◆ YOUR INSTRUCTIONS ◆
Pull every line from the material below and reproduce each one verbatim.

◆ MATERIAL FOR THIS EXERCISE ◆
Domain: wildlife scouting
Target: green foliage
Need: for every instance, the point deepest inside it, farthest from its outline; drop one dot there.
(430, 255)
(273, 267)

◆ TASK ANSWER ◆
Domain: wildlife scouting
Target: green foliage
Need: for every instance, the point deepest inside it, farthest from its outline; drop one dot there.
(430, 255)
(273, 267)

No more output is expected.